» WRITTEN TASKS
a) Write out the passage on Ellen Cohen's Houston race, starting at "Houston's GLBT community" and ending at "Cohen's field campaign.".
b) According to the passage on Ellen Cohen's Houston race, how many doors did the volunteers knock in West Montrose for Cohen?

» TEXT TO READ
-------------------------
Ellen Cohen's victory on Tuesday was a sweet one for the GLBT community in Houston. For those of you who don't know Houston, Montrose is a progressive, urban neighborhood in Houston with a large GLBT community. Gentrification has changed the neighborhood somewhat over the past decade, but it's still the part of Houston that “looks like Austin”, with bustling smoke filled cafes, funky thrift shops, and home of people with purple hair and leather boots. In 2003, re-districting split the neighborhood into two districts to dilute its voting power, with the eastern half going to Rep. Garnet Coleman and the western half going to Rep. Debra Danburg, who was defeated by Martha Wong, in part because she postured herself as a social moderate in 2002. But in the lege Wong voted against protecting GLBT youth in public schools, against same-sex marriage in committee and abstaining on the floor of the Texas House.

Houston's GLBT community was ready for change, and Ellen Cohen's race was an unprecedented campaign for the Houston GLBT Political Caucus (HGLBTPC). In no other race in Texas has the GLBT community ever involved itself as deeply in a campaign as it did in this race. Our field campaign included:

  • Starting blockwalking at the beginning of August, twice a week, every week, up until the election. Targeting the five precincts that make up West Montrose, we knocked over 4,300 doors for Ellen Cohen. The HGLBTPC is an all-volunteer organization, and yet our blockwalking made up one-fifth of Cohen's field campaign.
  • Distributing over 2,500 voter registration cards in Montrose, dropping 1,200 voter registration cards at the homes of unregistered voters and mailing 1,300 voter registraion cards to progressive and GLBT people we had identified at gay bars and the Pride Parade who weren't registered to vote.
-------------------------
» DATASET ROWS
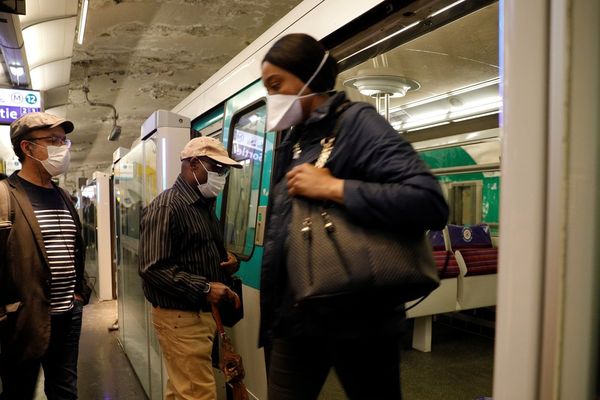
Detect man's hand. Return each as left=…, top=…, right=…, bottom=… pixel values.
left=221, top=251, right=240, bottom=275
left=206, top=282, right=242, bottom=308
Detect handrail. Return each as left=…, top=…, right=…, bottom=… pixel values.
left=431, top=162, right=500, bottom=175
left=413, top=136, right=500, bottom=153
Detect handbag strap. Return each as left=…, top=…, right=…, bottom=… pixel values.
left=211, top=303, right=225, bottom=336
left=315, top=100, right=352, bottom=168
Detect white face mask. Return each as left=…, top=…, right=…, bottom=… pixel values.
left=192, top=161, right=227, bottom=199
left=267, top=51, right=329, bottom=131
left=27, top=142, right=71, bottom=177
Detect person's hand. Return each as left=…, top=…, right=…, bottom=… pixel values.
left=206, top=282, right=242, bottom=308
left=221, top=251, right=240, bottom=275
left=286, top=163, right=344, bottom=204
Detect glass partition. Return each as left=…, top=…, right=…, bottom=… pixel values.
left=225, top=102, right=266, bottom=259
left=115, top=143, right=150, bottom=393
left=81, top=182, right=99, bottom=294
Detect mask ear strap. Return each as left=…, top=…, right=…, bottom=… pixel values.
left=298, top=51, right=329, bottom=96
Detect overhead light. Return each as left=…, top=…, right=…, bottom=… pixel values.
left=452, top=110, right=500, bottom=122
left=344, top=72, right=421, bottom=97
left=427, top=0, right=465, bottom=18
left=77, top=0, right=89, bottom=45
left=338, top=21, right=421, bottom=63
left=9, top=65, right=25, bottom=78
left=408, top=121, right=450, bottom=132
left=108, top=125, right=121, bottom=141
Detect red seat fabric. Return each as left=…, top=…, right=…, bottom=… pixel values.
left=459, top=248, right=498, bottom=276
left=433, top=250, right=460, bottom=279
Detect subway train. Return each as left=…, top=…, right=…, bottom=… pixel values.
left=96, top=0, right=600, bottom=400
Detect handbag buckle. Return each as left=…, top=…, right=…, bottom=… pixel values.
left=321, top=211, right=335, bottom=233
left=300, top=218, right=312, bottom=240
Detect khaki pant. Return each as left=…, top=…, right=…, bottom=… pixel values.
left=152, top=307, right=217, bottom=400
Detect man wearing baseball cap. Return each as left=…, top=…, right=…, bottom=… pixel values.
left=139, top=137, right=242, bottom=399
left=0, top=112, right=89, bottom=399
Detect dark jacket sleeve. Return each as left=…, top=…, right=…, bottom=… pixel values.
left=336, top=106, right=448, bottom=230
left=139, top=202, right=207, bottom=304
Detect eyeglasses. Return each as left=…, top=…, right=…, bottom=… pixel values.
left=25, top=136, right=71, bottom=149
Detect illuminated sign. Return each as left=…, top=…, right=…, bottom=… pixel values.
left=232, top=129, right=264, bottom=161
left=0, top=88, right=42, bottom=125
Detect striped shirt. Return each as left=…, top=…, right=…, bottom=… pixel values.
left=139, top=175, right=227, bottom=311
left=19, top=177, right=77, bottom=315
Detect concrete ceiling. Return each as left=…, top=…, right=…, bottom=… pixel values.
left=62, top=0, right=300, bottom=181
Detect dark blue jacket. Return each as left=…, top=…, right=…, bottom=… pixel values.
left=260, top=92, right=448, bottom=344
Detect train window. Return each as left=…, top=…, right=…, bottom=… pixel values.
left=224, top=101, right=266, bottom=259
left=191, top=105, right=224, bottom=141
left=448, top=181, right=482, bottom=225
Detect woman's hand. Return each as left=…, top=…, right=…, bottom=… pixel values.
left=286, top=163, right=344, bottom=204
-------------------------
» FINAL ANSWERS
a)
Houston's GLBT community was ready for change, and Ellen Cohen's race was an unprecedented campaign for the Houston GLBT Political Caucus (HGLBTPC). In no other race in Texas has the GLBT community ever involved itself as deeply in a campaign as it did in this race. Our field campaign included:

  • Starting blockwalking at the beginning of August, twice a week, every week, up until the election. Targeting the five precincts that make up West Montrose, we knocked over 4,300 doors for Ellen Cohen. The HGLBTPC is an all-volunteer organization, and yet our blockwalking made up one-fifth of Cohen's field campaign.

b) Over 4,300 doors.